TASK DESCRIPTION -> Turn the items below into a two-column CSV with the headers item_text and answer, one row per item, placing each item's text and its answer in their own quoted fields and replacing any line breaks with spaces. Leave the pictures out.

[Items in a dataset]
## Start

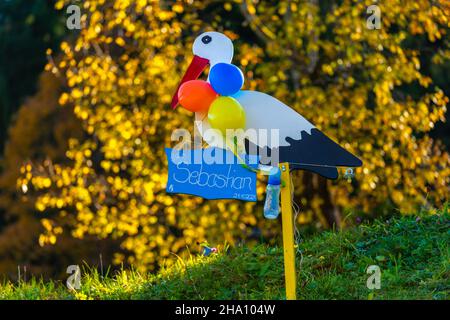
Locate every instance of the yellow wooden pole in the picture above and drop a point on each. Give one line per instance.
(288, 233)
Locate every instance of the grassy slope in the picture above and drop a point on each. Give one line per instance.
(413, 256)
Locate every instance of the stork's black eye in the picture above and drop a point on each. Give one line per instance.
(206, 39)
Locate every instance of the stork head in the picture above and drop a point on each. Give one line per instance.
(209, 48)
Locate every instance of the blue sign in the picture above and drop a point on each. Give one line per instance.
(211, 173)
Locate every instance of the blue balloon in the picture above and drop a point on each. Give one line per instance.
(226, 79)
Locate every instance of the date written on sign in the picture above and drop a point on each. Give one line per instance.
(211, 173)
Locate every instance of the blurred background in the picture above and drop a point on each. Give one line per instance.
(85, 89)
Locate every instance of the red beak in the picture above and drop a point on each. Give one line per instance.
(198, 64)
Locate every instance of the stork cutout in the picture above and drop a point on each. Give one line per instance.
(298, 144)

## End

WRITTEN RESPONSE ->
item_text,answer
"Locate every instance of the yellow wooden pole in the picture above and drop a point on each. Give one line per instance.","(288, 233)"
"Locate every instance of the grassy slope in the picture above and drop a point on each. Give one line per instance.","(413, 256)"
"Locate every instance of the stork's black eye in the picture above and drop a point on each. Give one line per instance.","(206, 39)"
"Locate every instance of the stork head in the picture above and drop a point on each. Give one line per instance.","(209, 48)"
"Locate every instance of the blue sign in the picture above and drop a point on each. Give one line per instance.","(211, 173)"
"Locate every instance of the blue balloon in the picture above and drop a point on each. Give one line per instance.","(226, 79)"
"Locate every instance of the date written on sign in the picture above and drop a point on each. Give one line per instance.","(211, 173)"
"Locate every instance of the blurred background in the picture above and drop a point on each. Give one line per instance.","(85, 89)"
"Locate every instance of the red beak in the picture above and drop a point on each. Give one line per instance.","(198, 64)"
"Locate every instance of the stork cutout in the picture above and drop a point on each. Give one line per instance.","(298, 144)"